— Start of Page extract —
Lightroom is a great tool for editing your images and making them stand out. You can make your photos look like they’ve been taken by a professional photographer in just a few steps. This article will show you how to make your photos pop.
TIP 11: Creating HDR Effects in Lightroom
In other to accomplish the HDR effect, you would usually need to install a plug-in in Photoshop and Photoshop Lightroom. However, what many people don’t know is that you can achieve the HDR effect by working with various tools in Lightroom. Before I start explaining how you can create HDR effects on your photos, you should bear in mind that you can easily save these adjustments in presets and use them whenever you want to accomplish the same effect next time.
the Develop module and head to the Basics section and make these changes:
- Contrast: +20
- Highlights: -80
- Shadows: +80
- Whites: +40
- Blacks: -20
These changes will increase the contrast and improve the dynamic range by recovering highlights and lightening the shadows.
Now, you should set the value of clarity to +25, and the vibrance value to +5. Adjusting the clarity slider brings mid-tone contrast to the image, which produces the impression of a sharpened photograph. The value of +25 is actually on a lower end of the HDR look, and if you want to make a greater impact, you can freely move the slider farther to the right. Basically, the higher the value of clarity, the more sharpened the texture of the photo.
Vibrance is also important for the HDR effect. If you want your photo to have a stronger and more drastic look, you can just move the slider a bit farther to your right.
This is our final step. Here, we’ll play with sharpening and noise reduction. The settings for sharpening are:
- Amount – 50
- Radius – 1.5
- Detail – 40
- Masking – 50
Here are the values for noise reduction:
- Luminance – 40
- Detail – 50
- Contrast – 20
- Color – 30
- Detail – 50 (Not a mistake, You will have to adjust detail in two different parts)
— End of Page extract —
* Objective: Transcribe the passage of the Lightroom HDR guide from "This is our" up to and including "two different parts)". None of the rows that follow are required for this exercise.
— Start of Information given —
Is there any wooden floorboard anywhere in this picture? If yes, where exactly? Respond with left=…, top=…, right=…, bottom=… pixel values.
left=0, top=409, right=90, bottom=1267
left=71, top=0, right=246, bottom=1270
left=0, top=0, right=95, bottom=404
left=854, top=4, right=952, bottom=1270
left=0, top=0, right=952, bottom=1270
— End of Information given —
* Correct answer:
This is our final step. Here, we’ll play with sharpening and noise reduction. The settings for sharpening are:
- Amount – 50
- Radius – 1.5
- Detail – 40
- Masking – 50
Here are the values for noise reduction:
- Luminance – 40
- Detail – 50
- Contrast – 20
- Color – 30
- Detail – 50 (Not a mistake, You will have to adjust detail in two different parts)